What the task requires:
In the records below, find every line containing the string "tail" and copy each one in full. Matching is case-sensitive.

Source records:
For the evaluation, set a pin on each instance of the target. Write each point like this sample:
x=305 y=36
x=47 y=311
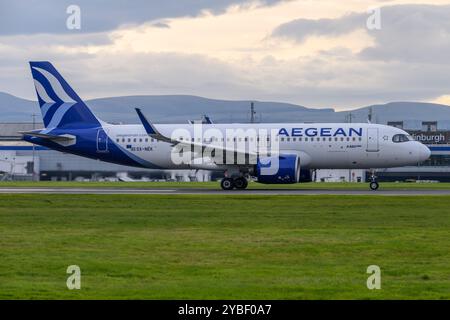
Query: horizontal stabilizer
x=48 y=136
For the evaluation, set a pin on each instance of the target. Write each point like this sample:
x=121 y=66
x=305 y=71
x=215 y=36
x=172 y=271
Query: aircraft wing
x=155 y=134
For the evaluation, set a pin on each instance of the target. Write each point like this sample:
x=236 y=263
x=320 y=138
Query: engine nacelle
x=278 y=169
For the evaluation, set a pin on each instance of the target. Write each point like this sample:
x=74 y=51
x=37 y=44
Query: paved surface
x=175 y=191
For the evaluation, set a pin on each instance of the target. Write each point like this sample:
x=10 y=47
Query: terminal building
x=20 y=160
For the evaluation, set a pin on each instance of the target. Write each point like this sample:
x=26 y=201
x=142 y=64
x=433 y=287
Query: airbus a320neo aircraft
x=271 y=153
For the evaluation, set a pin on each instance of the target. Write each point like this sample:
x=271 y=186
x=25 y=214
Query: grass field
x=216 y=185
x=239 y=247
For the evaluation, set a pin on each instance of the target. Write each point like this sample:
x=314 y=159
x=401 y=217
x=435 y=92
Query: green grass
x=230 y=247
x=215 y=185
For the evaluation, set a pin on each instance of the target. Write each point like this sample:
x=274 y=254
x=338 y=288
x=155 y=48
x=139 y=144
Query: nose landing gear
x=373 y=182
x=239 y=183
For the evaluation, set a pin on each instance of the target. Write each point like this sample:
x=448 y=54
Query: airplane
x=271 y=153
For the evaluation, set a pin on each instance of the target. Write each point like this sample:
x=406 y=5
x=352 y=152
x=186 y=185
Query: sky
x=323 y=54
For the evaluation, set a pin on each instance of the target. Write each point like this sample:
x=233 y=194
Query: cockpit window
x=401 y=138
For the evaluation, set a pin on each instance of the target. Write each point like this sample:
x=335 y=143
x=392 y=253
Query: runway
x=202 y=191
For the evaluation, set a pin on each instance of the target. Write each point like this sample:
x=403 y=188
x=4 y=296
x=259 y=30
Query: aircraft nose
x=424 y=152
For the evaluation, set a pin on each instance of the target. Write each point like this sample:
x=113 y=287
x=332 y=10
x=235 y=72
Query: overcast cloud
x=281 y=51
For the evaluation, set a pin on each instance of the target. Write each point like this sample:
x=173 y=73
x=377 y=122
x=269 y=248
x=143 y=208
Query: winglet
x=150 y=129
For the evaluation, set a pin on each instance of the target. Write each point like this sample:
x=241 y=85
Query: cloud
x=416 y=33
x=47 y=16
x=300 y=29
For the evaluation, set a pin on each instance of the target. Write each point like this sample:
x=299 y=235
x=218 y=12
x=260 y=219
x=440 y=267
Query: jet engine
x=278 y=169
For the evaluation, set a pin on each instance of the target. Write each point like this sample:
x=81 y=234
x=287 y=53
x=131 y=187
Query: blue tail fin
x=61 y=107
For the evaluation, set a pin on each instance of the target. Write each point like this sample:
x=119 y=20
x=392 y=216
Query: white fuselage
x=319 y=145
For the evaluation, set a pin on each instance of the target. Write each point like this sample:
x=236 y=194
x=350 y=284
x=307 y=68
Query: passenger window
x=398 y=138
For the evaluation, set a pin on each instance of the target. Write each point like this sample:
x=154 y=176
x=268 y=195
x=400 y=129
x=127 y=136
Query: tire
x=240 y=183
x=374 y=185
x=227 y=184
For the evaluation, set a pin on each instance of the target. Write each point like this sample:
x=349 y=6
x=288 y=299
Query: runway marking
x=195 y=191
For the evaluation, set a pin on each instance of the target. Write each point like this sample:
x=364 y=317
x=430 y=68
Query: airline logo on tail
x=60 y=105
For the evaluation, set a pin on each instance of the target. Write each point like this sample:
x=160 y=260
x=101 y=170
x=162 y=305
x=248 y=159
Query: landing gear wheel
x=374 y=185
x=240 y=183
x=227 y=184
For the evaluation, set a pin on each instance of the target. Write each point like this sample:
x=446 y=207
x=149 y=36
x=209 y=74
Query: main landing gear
x=373 y=182
x=239 y=183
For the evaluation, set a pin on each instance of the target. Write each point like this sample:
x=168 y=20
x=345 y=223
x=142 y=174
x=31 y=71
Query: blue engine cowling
x=287 y=170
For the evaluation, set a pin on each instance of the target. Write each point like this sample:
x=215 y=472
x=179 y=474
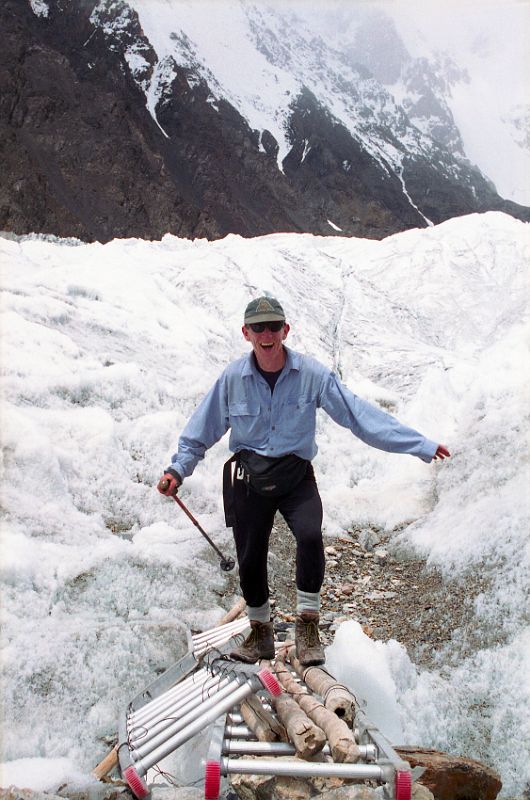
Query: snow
x=489 y=40
x=106 y=350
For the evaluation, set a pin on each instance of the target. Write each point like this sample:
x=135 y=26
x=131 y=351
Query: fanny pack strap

Right answer:
Query: blue tail fin
Query: airline logo on tail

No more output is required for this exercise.